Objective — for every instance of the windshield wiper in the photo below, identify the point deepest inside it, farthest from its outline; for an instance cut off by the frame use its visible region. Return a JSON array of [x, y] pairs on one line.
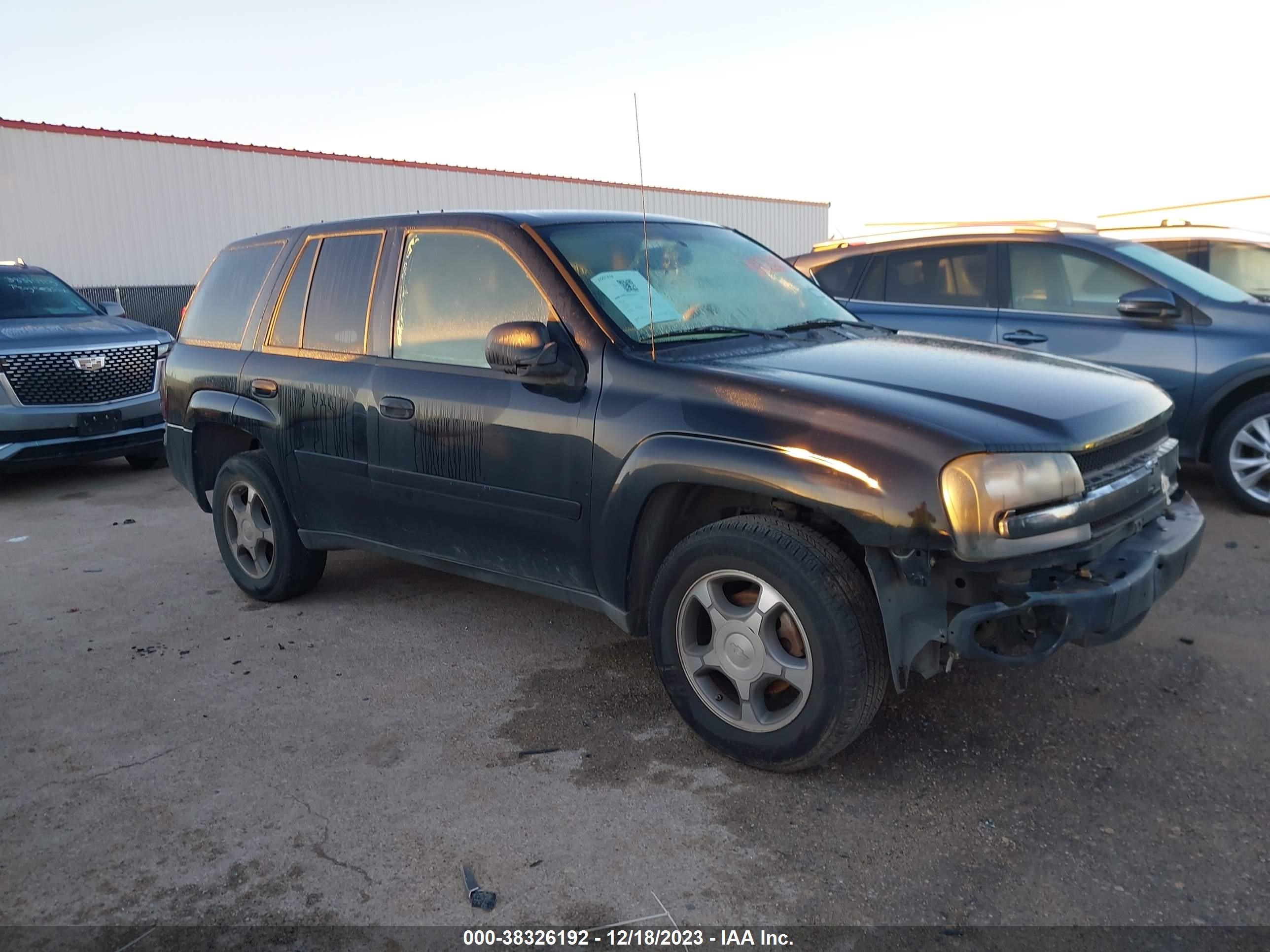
[[817, 323], [717, 329]]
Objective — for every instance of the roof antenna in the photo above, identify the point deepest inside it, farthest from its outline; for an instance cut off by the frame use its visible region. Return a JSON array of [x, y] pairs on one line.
[[643, 205]]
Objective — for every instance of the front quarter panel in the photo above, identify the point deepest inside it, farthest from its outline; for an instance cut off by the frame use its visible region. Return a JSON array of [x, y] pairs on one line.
[[662, 423]]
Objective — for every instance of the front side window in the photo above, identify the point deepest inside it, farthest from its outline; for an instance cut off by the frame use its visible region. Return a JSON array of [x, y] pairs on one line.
[[1196, 280], [1242, 265], [228, 294], [687, 281], [340, 294], [36, 295], [953, 276], [839, 278], [455, 289], [1064, 281]]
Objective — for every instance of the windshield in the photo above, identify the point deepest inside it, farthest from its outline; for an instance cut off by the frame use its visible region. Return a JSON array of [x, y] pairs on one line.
[[36, 295], [1246, 266], [700, 281], [1188, 274]]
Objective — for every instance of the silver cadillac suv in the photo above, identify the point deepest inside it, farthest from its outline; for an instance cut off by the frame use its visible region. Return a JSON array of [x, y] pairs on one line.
[[78, 381]]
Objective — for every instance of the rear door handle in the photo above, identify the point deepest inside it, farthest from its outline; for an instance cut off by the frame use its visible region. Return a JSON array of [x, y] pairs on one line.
[[397, 408], [1024, 337]]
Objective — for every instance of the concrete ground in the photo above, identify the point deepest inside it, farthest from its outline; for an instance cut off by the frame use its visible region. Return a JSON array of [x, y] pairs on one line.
[[177, 753]]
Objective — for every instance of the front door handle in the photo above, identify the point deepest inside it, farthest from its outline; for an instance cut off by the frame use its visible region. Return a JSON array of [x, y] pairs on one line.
[[397, 408], [1024, 337]]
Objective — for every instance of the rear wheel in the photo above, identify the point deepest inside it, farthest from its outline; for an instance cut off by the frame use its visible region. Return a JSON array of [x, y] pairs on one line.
[[769, 642], [1241, 455], [257, 534]]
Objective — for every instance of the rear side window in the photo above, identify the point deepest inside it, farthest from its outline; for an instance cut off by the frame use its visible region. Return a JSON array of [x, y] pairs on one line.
[[455, 289], [228, 294], [839, 278], [340, 294], [286, 325], [944, 274]]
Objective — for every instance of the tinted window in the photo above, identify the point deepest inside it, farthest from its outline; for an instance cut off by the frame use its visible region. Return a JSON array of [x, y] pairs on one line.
[[1245, 266], [286, 325], [839, 278], [1199, 281], [228, 294], [1053, 278], [945, 274], [35, 295], [340, 295], [454, 290], [874, 285]]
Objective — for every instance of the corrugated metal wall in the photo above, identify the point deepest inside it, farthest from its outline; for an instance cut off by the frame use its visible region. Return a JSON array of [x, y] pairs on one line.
[[113, 211]]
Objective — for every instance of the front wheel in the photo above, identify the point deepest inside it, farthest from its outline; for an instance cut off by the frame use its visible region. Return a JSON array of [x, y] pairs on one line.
[[257, 534], [769, 642], [1241, 455]]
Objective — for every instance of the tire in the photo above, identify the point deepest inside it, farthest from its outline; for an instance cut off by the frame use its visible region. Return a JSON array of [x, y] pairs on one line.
[[142, 462], [282, 568], [831, 606], [1250, 424]]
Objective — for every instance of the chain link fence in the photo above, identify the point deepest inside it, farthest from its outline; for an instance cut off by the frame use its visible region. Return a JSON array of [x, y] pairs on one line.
[[157, 305]]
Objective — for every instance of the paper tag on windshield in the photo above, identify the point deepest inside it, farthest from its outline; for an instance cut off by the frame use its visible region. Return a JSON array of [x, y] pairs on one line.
[[630, 294]]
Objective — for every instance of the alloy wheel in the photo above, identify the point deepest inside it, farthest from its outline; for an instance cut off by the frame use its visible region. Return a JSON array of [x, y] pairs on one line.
[[744, 650], [249, 530], [1250, 459]]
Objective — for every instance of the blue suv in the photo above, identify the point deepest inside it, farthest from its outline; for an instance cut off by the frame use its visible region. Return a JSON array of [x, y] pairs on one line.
[[1067, 290]]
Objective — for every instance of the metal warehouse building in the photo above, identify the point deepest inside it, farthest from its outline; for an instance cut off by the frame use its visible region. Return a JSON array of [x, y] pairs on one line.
[[136, 217]]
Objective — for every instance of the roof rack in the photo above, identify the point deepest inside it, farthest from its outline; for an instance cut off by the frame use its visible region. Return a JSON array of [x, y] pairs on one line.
[[903, 230]]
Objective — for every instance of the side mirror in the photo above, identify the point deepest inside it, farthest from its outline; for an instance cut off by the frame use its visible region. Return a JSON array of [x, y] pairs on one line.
[[524, 348], [1148, 303]]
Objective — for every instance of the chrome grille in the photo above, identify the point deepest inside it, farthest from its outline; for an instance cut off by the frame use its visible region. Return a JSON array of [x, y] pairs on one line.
[[52, 377]]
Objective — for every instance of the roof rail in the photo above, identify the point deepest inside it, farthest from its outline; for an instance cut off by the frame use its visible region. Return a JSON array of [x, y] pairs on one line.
[[903, 230]]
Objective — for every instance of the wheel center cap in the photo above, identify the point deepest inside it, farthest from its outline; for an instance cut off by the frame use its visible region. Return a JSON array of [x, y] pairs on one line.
[[741, 654]]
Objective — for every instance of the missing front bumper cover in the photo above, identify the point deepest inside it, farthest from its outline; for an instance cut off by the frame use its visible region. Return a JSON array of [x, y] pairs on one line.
[[1101, 603]]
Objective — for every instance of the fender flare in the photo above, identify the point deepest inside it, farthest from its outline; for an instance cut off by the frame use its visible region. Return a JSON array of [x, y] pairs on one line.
[[1202, 424], [748, 468]]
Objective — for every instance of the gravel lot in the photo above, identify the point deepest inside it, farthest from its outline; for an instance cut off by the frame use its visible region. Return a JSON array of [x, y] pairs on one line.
[[175, 752]]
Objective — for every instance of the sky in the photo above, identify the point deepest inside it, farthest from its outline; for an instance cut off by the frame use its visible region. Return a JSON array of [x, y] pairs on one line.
[[889, 111]]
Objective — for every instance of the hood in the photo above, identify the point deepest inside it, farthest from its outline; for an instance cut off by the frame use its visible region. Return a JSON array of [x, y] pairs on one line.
[[76, 331], [999, 398]]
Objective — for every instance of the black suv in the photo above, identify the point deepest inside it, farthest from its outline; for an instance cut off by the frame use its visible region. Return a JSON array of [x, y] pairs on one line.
[[78, 381], [667, 423], [1067, 290]]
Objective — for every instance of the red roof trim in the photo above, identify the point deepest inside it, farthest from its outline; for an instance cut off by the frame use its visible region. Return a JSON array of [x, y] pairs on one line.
[[369, 160]]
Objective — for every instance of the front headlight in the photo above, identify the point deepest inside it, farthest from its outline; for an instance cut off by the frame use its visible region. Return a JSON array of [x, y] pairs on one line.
[[980, 488]]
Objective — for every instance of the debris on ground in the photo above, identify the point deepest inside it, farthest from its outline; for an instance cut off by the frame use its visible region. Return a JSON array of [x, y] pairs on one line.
[[479, 898], [536, 750]]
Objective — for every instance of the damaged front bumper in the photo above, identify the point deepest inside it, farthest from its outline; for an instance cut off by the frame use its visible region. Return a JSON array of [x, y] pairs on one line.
[[1099, 603]]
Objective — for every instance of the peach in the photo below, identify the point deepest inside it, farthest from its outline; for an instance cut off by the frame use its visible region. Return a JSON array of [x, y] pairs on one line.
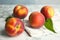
[[14, 26], [36, 19], [47, 11], [20, 11]]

### 과제 지시
위의 기록 전체를 한 줄당 문자열 하나로 된 JSON 목록으로 옮기세요. 빈 줄과 그림은 답에 넣지 마세요.

### 전체 출력
[
  "Objective — for every instance of the windshield wiper in the photo below, identify the point deepest inside it, farthest from its outline; for an instance cut off by the frame use its visible region. Return a JSON array of [x, y] pairs on one line.",
  "[[817, 323], [717, 329]]",
  "Objective — for every instance of the roof antenna in the photo above, identify the point deepest inside it, farthest from its outline; for an instance cut off by the frame use its visible region. Return a JSON array of [x, y] pairs on one line.",
  "[[643, 205]]",
  "Objective — for every instance of the front quarter panel in the photo above, identify the point deepest inside it, farthest from its outline; for an instance cut off by the frame use its visible region. Return a JSON array of [x, y] pairs on one line.",
  "[[662, 423]]",
  "Objective — for every instance of the front side window in the photo above, identify the point deepest inside it, farthest from its outline; for an instance cut off by the frame use its visible region. Return a JSON array of [x, y] pairs on one line.",
  "[[1196, 280], [1242, 265], [228, 294], [687, 281], [340, 294], [36, 295], [953, 276], [839, 278], [455, 289], [1064, 281]]",
  "Objective — for every instance of the windshield in the photo above, identify the point deepest inside it, farthest from its outline; for an instance cut off by the frame use its visible region. Return a JSON array of [x, y] pairs on one line.",
  "[[36, 295], [1246, 266], [700, 281], [1188, 274]]",
  "Objective — for every instance of the silver cadillac suv in the photo above, identify the point deepest inside it, farthest from its outline; for an instance cut off by the frame use its visible region. Return a JSON array of [x, y] pairs on one line.",
  "[[78, 381]]",
  "Objective — for every instance of the rear door handle in the photo above, identify the point deepest inside it, farthest from its outline; for an instance cut off by the frame use its visible region. Return a JSON array of [x, y] pairs on one line.",
  "[[397, 408], [1024, 337]]",
  "Objective — for every instance of the concrete ground in the photo above, identify the point deepest inside it, farthest from its outline; for an instance cut off by the frame use its visible region. Return a JSON array of [x, y] pairs on one line.",
  "[[177, 753]]",
  "Objective — for every instance of the front door handle in the photo above, identify the point deepest inside it, farthest from its outline; for an instance cut off by the frame use its visible region. Return a JSON array of [x, y] pairs on one line.",
  "[[397, 408], [1024, 337]]",
  "Objective — for every instance of the rear wheel in the photo above, identify the point deepest inside it, farthest from its outline; for an instance cut off by the frame use its visible region. Return a JSON array of [x, y] pairs on one line.",
  "[[769, 642], [1241, 455], [257, 534]]",
  "Objective — for every instance of the rear side window in the photo above, identify the point deepest inside it, farthest from its outline; for an instance cut off by the frame use its visible region. Return a JSON array of [x, y] pairs on one line.",
  "[[455, 289], [228, 294], [839, 278], [340, 294], [286, 325], [944, 274]]",
  "Objective — for every instance of the tinted window in the photo above, identify the point deepest inside it, farthest from its outline; for an instance cut off by the frame use its visible region. Return a JSON array of [x, y] pairs on one line.",
  "[[1245, 266], [286, 325], [839, 278], [1199, 281], [228, 294], [1053, 278], [945, 274], [35, 295], [340, 295], [454, 290], [874, 285]]",
  "Objective — for every instance of the corrugated metal wall in the photo above, identify the point deepest inside it, farthest from its outline; for an instance cut off by the frame use its visible region. Return a JSON array of [x, y] pairs on one line.",
  "[[113, 211]]",
  "Objective — for every instance of the front wheel in the photo above, identify the point deepest inside it, farthest from its outline; for an instance cut off by the frame use its visible region. Return a JSON array of [x, y] pairs on one line.",
  "[[257, 534], [769, 642], [1241, 455]]",
  "Objective — for every instance of the tire in the photo above, identify the point deepest inside it, farthest from its outline; for an instance cut off by the frame use its visible region. Return a JSON array of [x, y] pairs on one line.",
  "[[142, 462], [282, 568], [831, 606], [1250, 424]]",
  "Objective — for every instance of the chain link fence in the photo above, identify the point deepest inside it, farthest from its outline; for an instance cut off by the frame use its visible region. Return a JSON array of [x, y] pairs on one line.",
  "[[157, 305]]",
  "Objective — for every instance of the paper tag on windshield in the photo above, identify the point deepest inside it, farthest from its outline; for an instance cut off by the frame use its visible region. Return a JSON array of [x, y] pairs on one line.",
  "[[630, 294]]",
  "Objective — for every instance of the alloy wheel in the photo above, identify the point deepest inside it, farthest from its outline; for an instance cut off by the frame use its visible region. Return a JSON array of [x, y] pairs on one line.",
  "[[744, 650], [249, 530], [1250, 459]]",
  "Objective — for every instance of the blue suv in the photo above, identify the point deepest inside it, farthest from its outline; for an instance cut off by the frame use its visible region. Return a JSON array of [x, y] pairs on one line.",
  "[[1067, 290]]",
  "Objective — for every instance of the metal warehouse building in the photo above, identify the point deepest inside it, farthest from its outline; for an instance cut off by the frame use its visible region. Return a JSON array of [x, y] pairs on one line.",
  "[[136, 217]]",
  "Objective — for every instance of the roof rack in the photo above, identify the point deepest inside it, farthest from its outline; for an instance cut off by the frame use its visible region. Return a JSON array of [x, y] pairs on one line.",
  "[[903, 230]]",
  "Objective — for every instance of the side mirror in the photo above, identify the point deepest inside it, farthest from its outline; for an instance cut off by the frame use its visible region. Return a JSON array of [x, y] pairs on one line.",
  "[[524, 348], [1148, 303]]",
  "Objective — for every instance of the chrome grille in the photo above, identify the point deepest inside it, farthest from its outline; for an instance cut off by the frame use its visible region. Return a JSON array of [x, y] pairs on one line.",
  "[[52, 377]]",
  "Objective — for every instance of the roof rail in the photo above, identify the point deepest inside it, farthest from its outline; for an instance cut off by the frame use its visible region. Return a JSON array of [x, y] pairs on one line.",
  "[[903, 230]]",
  "Objective — for every instance of the wheel center cap in the photo above, identify the point deepest inside it, farthest from its outline; for an instance cut off by the frame use its visible region. Return a JSON array of [x, y] pairs on one line.",
  "[[741, 654]]",
  "Objective — for every instance of the missing front bumper cover in the photo above, identify the point deepest inside it, farthest from its outline; for an instance cut off by the frame use its visible region. Return a JSON array of [x, y] pairs on one line.",
  "[[1101, 603]]",
  "Objective — for every instance of the fender flare in the photo above, identify the point deepest inside it, farthest from its outline; for an instance cut off by the frame use its visible region. Return a JSON array of [x, y] pairs on one line.",
  "[[1202, 424], [748, 468]]",
  "Objective — for every instance of the gravel lot in the photo above, identify the point deepest inside it, farthest from its outline; for an instance cut off by the frame use its visible region. Return a JSON array of [x, y] pairs on one line.",
  "[[175, 752]]",
  "Objective — for every instance of the sky in the photo above, identify the point deepest inside it, farthest from its outline; for an instance cut off by the frame use its visible region. Return a JSON array of [x, y] pairs on one line.",
  "[[889, 111]]",
  "Objective — for every instance of the hood in the photo above, identify the point deepest inside it, farthest from its outline; for an instance cut off by the frame use its visible region. Return a JSON array of [x, y] pairs on one line.",
  "[[76, 331], [999, 398]]",
  "Objective — for every instance of the black suv in the photo above, identify the point deepest inside it, farthest from its outline; for an instance cut off by the frame use its visible region. Return a JSON array of [x, y] pairs on one line.",
  "[[78, 381], [667, 423], [1067, 290]]",
  "Objective — for every instance of the red roof trim in the photo above, identify the point deepest inside it, farthest from its outline; for an instance cut off by the frame use its visible region. Return a JSON array of [x, y] pairs on one line.",
  "[[369, 160]]",
  "Objective — for every instance of the front headlight in the photo above, identify the point deepest inside it, farthest from its outline; for an instance cut off by the frame use its visible region. Return a JSON array of [x, y] pairs on one line.",
  "[[980, 488]]",
  "Objective — for every instance of the debris on ground in the photo above, identify the point deepest inside it, farthest from its outline; for an instance cut off by the frame use its visible region. Return a JSON array of [x, y] pairs on one line.",
  "[[479, 898], [536, 750]]",
  "Objective — for every instance of the damaged front bumper in the photo above, identify the point deepest inside it, farthest from its outline; for an instance cut off by the frame use its visible region. Return a JSON array of [x, y] pairs on one line.",
  "[[1099, 603]]",
  "Objective — for every instance of the peach in the photo below, identify the point deepest inside it, farthest from its outline; for an instance cut off by the frame use its visible region. Return a JSON array of [x, y] pairs on one line.",
  "[[14, 26], [36, 19], [47, 11], [20, 11]]"
]